WHAT TO WORK ON:
Reproduce the records below verbatim, leaving out the pictures.

-- Start of THE INPUT --

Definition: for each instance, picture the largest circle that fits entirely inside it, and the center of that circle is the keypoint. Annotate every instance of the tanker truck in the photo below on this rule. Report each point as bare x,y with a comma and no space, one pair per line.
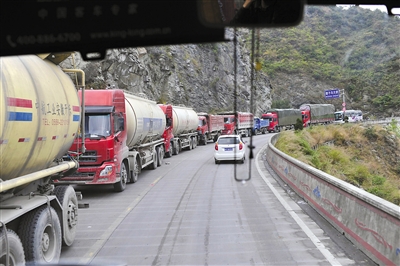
39,119
183,122
281,119
314,114
242,126
123,136
210,127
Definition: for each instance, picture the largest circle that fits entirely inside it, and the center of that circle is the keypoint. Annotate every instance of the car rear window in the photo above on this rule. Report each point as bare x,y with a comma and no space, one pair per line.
228,141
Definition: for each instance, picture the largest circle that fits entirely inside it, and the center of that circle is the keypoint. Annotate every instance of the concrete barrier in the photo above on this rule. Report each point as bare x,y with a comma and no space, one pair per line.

-- End of THE INPUT --

OUTPUT BELOW:
Definition: for each instance, picture the largest circle that fits entirely inside it, and the center of that circle is the keypoint. Annotate every instance of the tanker truck in the photo below on this rule. Report each point as bare x,y with a comma and no space, one pair per line.
39,119
183,122
281,119
314,114
242,126
123,136
210,127
Definition: for each instance, picture the largest circle that fits entirely inside it, and the center of that circle is the keypoint. Annotate every instance of the car rear window in the photo above on this rule. Report each point as bare x,y with a comma and no space, one pair per line.
228,141
Definition: for each instance, picture the largest circle that fits entirely inside it, and the center of that circle is the keypoint. Annotate every instance of the concrete barrier in the photo above on this rule. Report each point as bare x,y with a comma and no space, one pair per line.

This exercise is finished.